(Dataset records)
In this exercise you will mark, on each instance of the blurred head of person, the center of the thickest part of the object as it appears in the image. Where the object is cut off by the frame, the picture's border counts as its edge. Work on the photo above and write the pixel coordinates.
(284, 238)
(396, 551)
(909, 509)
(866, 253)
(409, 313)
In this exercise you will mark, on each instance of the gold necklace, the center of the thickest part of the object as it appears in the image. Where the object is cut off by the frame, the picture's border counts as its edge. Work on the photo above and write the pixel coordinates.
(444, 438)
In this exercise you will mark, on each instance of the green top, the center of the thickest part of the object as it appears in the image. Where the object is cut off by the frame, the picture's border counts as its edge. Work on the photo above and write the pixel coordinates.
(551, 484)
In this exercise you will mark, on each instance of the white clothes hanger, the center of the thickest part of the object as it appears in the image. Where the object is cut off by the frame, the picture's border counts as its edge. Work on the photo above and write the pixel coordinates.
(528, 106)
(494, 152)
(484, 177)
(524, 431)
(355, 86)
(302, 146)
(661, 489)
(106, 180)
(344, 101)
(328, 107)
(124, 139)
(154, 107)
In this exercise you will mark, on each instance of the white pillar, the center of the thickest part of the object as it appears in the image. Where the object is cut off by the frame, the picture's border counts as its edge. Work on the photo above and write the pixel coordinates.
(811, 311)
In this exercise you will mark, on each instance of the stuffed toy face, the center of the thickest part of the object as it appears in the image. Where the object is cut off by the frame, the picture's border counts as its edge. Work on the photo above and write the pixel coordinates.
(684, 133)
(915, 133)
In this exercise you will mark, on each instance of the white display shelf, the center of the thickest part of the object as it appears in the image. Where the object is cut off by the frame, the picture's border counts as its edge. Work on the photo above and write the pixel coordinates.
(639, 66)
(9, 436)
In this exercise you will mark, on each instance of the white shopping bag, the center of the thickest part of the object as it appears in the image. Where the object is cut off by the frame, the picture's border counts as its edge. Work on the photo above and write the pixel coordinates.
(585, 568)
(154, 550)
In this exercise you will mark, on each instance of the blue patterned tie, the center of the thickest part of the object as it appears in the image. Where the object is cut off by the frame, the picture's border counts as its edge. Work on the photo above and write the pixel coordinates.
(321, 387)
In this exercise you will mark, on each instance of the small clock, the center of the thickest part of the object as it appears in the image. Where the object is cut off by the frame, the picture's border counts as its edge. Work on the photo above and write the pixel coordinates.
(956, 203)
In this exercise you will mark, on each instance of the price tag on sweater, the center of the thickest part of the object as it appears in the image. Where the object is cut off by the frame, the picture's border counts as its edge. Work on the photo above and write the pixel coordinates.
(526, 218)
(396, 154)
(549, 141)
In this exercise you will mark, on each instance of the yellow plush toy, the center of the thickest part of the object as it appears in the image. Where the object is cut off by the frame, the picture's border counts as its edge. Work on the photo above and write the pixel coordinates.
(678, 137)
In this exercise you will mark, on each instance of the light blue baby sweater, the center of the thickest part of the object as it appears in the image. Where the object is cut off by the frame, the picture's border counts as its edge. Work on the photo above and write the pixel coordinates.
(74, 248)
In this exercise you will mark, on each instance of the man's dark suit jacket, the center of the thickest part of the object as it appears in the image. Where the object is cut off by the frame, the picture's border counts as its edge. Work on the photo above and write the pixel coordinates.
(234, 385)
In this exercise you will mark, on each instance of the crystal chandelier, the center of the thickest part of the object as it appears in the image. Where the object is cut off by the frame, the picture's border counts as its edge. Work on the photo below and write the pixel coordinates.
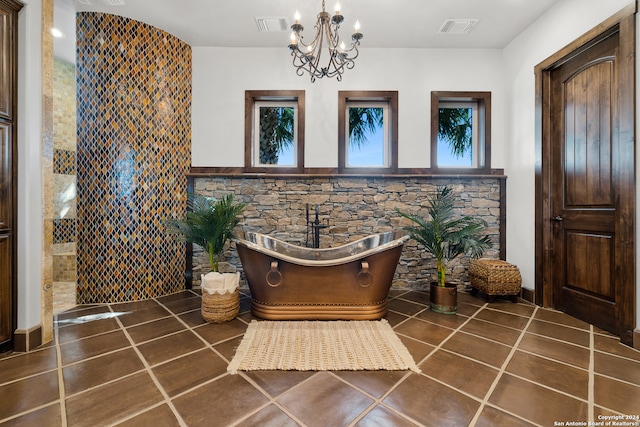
(307, 57)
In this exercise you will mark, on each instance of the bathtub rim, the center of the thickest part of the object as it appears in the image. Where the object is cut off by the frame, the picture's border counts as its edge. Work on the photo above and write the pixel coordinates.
(399, 239)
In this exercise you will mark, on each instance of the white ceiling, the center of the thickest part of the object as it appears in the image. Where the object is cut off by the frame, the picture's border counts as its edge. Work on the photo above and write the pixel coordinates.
(385, 23)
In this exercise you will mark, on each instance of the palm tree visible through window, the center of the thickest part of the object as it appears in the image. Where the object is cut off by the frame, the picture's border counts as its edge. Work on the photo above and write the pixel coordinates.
(276, 133)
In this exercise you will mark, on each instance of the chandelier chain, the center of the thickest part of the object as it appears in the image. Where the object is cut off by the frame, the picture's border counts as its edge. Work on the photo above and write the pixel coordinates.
(307, 60)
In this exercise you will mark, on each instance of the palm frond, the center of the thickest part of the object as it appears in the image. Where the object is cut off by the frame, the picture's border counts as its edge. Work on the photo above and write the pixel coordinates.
(209, 223)
(443, 234)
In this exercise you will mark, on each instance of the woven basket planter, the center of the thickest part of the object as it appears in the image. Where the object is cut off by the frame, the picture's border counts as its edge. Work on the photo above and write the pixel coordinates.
(217, 308)
(495, 277)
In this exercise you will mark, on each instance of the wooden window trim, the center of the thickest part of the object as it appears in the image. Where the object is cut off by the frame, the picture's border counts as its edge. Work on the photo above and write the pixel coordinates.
(391, 97)
(484, 106)
(250, 98)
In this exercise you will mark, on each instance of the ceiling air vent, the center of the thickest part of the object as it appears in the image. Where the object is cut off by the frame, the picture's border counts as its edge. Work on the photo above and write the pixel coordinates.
(458, 26)
(272, 24)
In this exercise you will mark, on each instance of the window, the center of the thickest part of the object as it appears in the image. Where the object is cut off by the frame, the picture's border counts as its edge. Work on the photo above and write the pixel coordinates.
(460, 130)
(274, 130)
(367, 131)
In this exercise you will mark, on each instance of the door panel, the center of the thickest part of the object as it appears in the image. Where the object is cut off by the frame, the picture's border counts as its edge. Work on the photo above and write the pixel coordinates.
(583, 194)
(6, 283)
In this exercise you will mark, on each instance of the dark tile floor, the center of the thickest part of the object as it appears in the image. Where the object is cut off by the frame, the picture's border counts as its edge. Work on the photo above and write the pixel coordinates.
(156, 363)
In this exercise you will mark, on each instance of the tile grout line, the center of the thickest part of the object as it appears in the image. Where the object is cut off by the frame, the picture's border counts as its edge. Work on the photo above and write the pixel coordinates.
(502, 369)
(436, 348)
(147, 367)
(63, 406)
(591, 392)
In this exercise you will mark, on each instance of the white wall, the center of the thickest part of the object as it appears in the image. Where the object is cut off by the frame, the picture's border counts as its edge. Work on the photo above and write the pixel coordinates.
(30, 187)
(554, 30)
(221, 75)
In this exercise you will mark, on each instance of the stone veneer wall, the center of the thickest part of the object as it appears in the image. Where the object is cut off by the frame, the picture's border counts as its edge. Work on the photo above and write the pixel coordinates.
(134, 150)
(352, 208)
(64, 172)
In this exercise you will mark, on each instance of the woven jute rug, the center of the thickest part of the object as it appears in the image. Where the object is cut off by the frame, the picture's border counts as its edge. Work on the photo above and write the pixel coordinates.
(321, 346)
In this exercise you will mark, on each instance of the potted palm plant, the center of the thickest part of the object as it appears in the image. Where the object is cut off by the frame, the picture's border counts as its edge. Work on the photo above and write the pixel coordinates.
(209, 223)
(446, 237)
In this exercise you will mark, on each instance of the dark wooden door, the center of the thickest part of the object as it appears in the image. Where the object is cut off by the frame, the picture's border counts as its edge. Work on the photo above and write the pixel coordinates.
(584, 190)
(8, 171)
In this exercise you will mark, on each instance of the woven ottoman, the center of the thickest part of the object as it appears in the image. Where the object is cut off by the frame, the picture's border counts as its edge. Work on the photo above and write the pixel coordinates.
(495, 277)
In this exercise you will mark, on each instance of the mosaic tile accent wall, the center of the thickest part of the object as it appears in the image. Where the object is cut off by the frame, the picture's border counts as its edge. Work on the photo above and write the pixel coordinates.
(64, 161)
(134, 150)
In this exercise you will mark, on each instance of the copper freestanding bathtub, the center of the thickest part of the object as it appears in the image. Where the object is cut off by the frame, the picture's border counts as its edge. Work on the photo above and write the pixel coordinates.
(349, 282)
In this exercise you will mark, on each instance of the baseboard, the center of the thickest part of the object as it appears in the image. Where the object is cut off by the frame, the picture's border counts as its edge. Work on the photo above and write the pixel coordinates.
(26, 340)
(527, 295)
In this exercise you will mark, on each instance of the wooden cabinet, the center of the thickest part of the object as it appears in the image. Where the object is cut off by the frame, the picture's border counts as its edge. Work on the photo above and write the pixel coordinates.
(8, 170)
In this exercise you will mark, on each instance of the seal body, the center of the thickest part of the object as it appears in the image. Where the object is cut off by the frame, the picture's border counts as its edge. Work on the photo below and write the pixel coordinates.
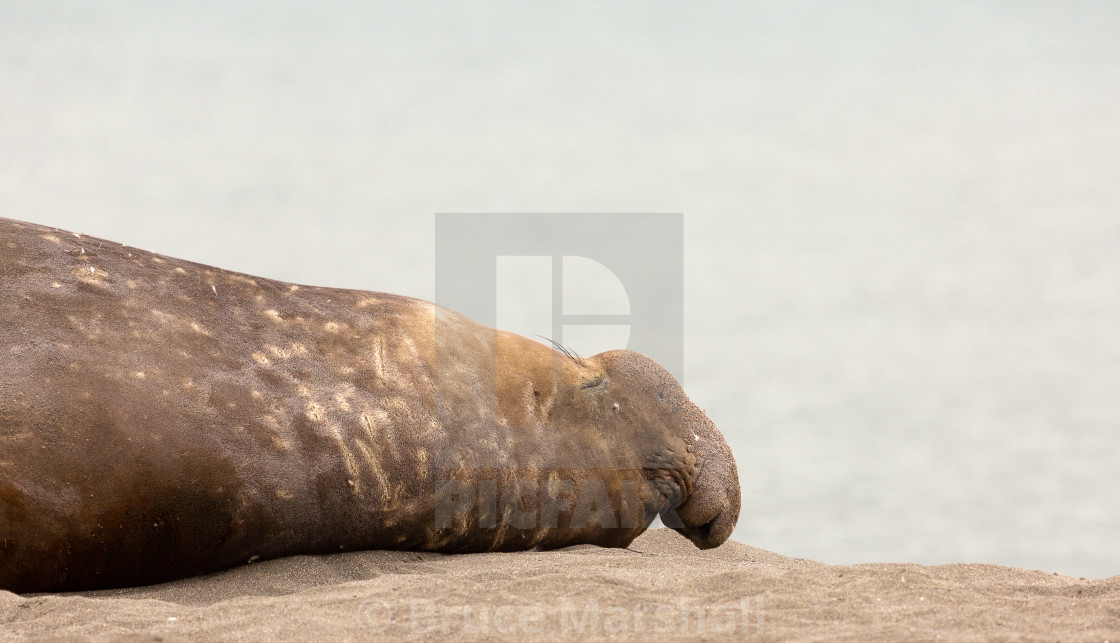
(161, 419)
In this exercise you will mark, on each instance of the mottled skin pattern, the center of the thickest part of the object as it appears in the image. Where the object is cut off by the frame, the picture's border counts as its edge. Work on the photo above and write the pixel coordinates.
(161, 419)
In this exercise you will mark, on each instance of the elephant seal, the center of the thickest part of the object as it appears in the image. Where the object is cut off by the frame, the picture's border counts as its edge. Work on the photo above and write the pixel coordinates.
(162, 419)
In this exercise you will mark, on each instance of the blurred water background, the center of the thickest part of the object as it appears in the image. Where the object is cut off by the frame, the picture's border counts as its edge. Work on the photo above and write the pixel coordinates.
(902, 219)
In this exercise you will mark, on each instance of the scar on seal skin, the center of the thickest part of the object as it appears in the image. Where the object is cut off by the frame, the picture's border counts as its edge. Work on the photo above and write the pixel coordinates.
(162, 419)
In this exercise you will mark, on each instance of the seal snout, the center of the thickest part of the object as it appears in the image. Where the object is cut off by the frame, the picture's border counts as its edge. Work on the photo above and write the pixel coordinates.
(708, 518)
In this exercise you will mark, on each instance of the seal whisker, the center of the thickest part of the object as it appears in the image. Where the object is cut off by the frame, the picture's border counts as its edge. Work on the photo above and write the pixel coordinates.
(571, 354)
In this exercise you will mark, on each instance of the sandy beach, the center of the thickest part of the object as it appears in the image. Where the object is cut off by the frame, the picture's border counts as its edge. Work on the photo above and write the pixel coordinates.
(660, 588)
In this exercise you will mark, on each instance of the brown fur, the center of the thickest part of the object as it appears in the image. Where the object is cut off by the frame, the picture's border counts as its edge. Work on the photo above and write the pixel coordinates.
(160, 419)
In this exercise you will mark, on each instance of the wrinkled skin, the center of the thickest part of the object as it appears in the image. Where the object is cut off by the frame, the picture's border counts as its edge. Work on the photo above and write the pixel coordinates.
(162, 419)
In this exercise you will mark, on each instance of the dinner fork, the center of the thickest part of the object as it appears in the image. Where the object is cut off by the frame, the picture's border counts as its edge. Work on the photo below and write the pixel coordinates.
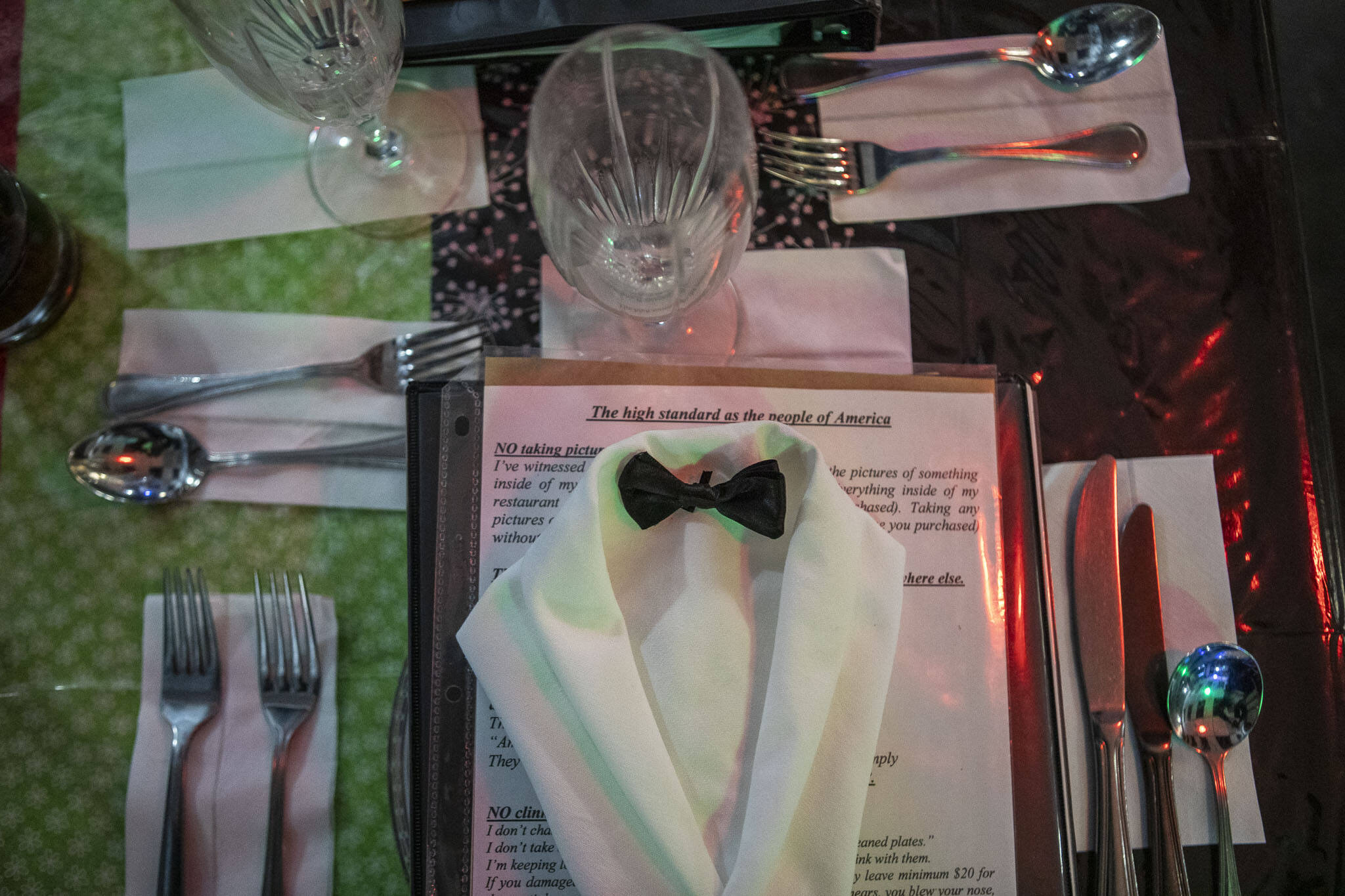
(188, 696)
(857, 165)
(389, 366)
(290, 676)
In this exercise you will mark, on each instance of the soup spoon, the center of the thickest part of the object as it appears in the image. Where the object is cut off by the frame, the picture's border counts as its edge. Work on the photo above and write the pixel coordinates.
(1214, 700)
(1079, 49)
(150, 463)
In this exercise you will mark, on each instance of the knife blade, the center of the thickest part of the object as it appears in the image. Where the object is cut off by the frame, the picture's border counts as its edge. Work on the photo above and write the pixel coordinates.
(1102, 657)
(1146, 689)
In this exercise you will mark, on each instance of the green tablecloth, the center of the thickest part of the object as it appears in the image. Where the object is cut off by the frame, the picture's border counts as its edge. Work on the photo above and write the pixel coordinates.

REQUIREMENT:
Everything from the line containing "of the knife" to the last line of the entries above should be quoted exactly, and only that.

TASK OUTPUT:
In this exercise you will mark, on each instance of the knife blade, the center of the thickest part of the object as it appears in the image. Where the object is cut off by the frame, the picture's border counts as its edge. Work on the photo above and write the pixel coordinates.
(1102, 657)
(1146, 689)
In this exercise you will mark, on each instance of the green tablecloth, the center of the thickest part of the object as it appears in the image. Where the object is cut off by the frame, the picture's border counts as its edge. Work on the photo above and write the pixel coordinates.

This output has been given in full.